#### EXCERPT
____

Incidentally, Matt also possessed another fishy book by Bob Nudd, by the name of 'My Way With The Pole', which I earmarked as a potential album title. As we shall see, however, its services were never required...

The public debut of Carp Fever took place in Chamberlain Hall, in a space which I don't recall having a name. It was the room between the dining hall and the bar, and as such was principally used by people waiting to get fed or shit-faced. One evening, possibly in the summer term, the six of us occupied one end of it to perform a repertoire of songs we could all just about agree on. I'm pretty sure we played a Crowded House tune. We definitely did U2's Mysterious Ways, because I overheard one of Andy's friends saying afterwards that we'd "murdered it". At the time, I thought this was a little unfair; the way I got round not owning a wah-wah pedal by using my distortion and some palm-muting was surely a new dawn for guitar experimentation. Looking back, however, I suspect Andy's friend was right. We also did some Levellers stuff, including a version of Sell Out in which I "took the mic" for the shouty bit in the middle eight, prompting observers to note that I handled it as if I was in Slayer. I'm fairly sure they meant it as a compliment. I know we did a version of Parklife with name-giver Matt Ross doing the Phil Daniels bits. Beyond that, I'm really not sure.

We did write some originals, too, which may have appeared on the setlist. I'd written a couple: there was Cornwall, which the rest of the band tended to refer to as The Oystercatcher, as the word Cornwall never figured in the actual lyrics - I think I thought that was quite a Wedding Presenty thing to do (as in their tunes Rotterdam and Granadaland). It was about the holiday I'd had in Cornwall the previous summer, and how friendship lasts forever. (This has proven true in part - of the people I went to Cornwall with, Simon was my best man last year, Ben has been a vocal supporter of this blog...Lucy's my friend on Facebook...and, OK, I have no idea what Natalie's up to these days.) Figure In The Landscape, meanwhile, was based on the novel 'Tess Of The D'Urbervilles' - clearly at this point in my life I thought that what rock music needed was more of a Thomas Hardy influence.

____

#### RECORD SET
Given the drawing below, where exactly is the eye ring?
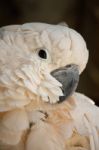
[38,49,47,59]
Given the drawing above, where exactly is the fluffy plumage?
[0,23,99,150]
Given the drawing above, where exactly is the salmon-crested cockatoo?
[0,23,99,150]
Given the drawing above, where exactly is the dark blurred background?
[0,0,99,105]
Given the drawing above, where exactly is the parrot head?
[19,23,88,103]
[0,23,88,108]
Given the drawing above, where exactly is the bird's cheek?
[51,64,79,102]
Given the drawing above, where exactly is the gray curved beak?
[51,64,79,102]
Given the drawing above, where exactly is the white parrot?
[0,23,99,150]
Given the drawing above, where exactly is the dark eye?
[38,49,47,59]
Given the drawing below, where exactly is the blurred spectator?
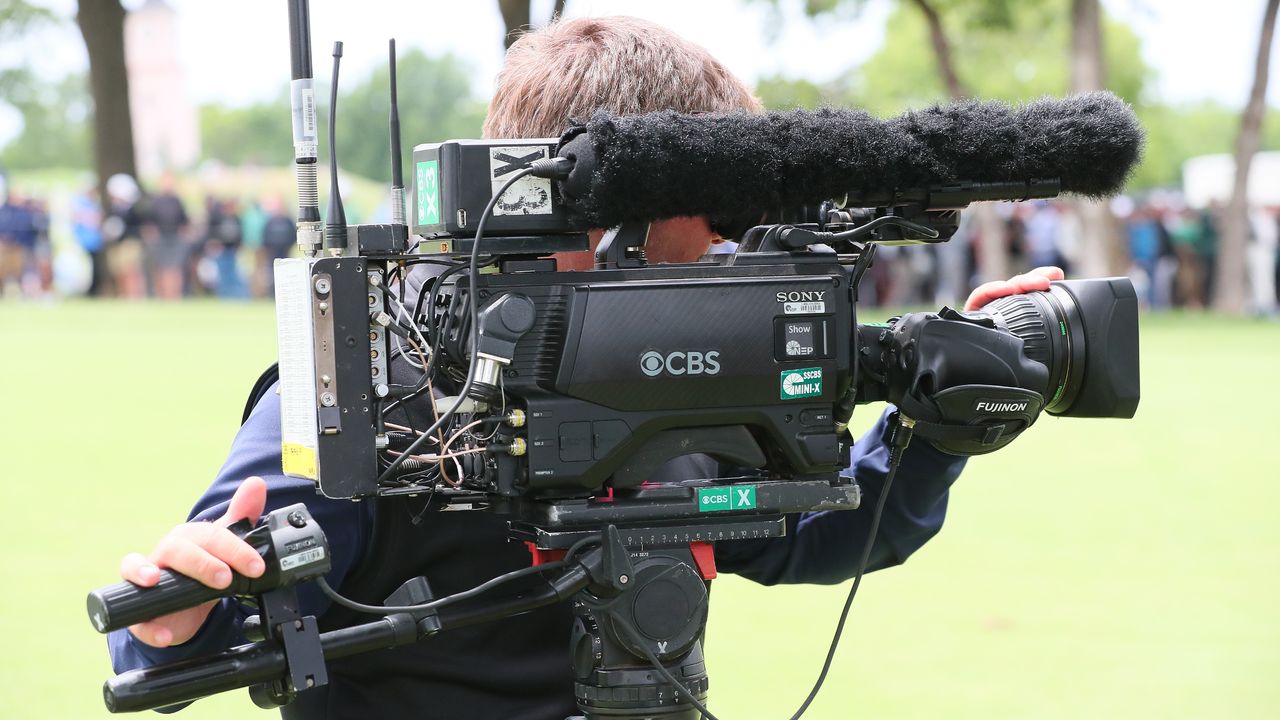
[1128,206,1160,307]
[259,197,298,297]
[23,197,54,297]
[1248,205,1280,315]
[142,173,191,300]
[0,190,36,295]
[102,173,147,300]
[1169,208,1206,307]
[1194,200,1226,301]
[205,200,248,299]
[239,199,266,297]
[1021,200,1062,269]
[72,187,106,297]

____

#### TASKS TO CARRY OUT
(A) Answer these questions from the Carp Fever excerpt:
(i) In which hall did Carp Fever make its public debut?
(ii) Which U2 song did the band perform?
(iii) Which novel was the song Figure In The Landscape based on?
(B) Return the Carp Fever excerpt's wording between "Incidentally, Matt also" and "were never required...", inclusive.
The listing has no connection to the Carp Fever excerpt.

#### RESPONSES TO THE TASKS
(A)
(i) Chamberlain Hall
(ii) Mysterious Ways
(iii) 'Tess Of The D'Urbervilles'

(B)
Incidentally, Matt also possessed another fishy book by Bob Nudd, by the name of 'My Way With The Pole', which I earmarked as a potential album title. As we shall see, however, its services were never required...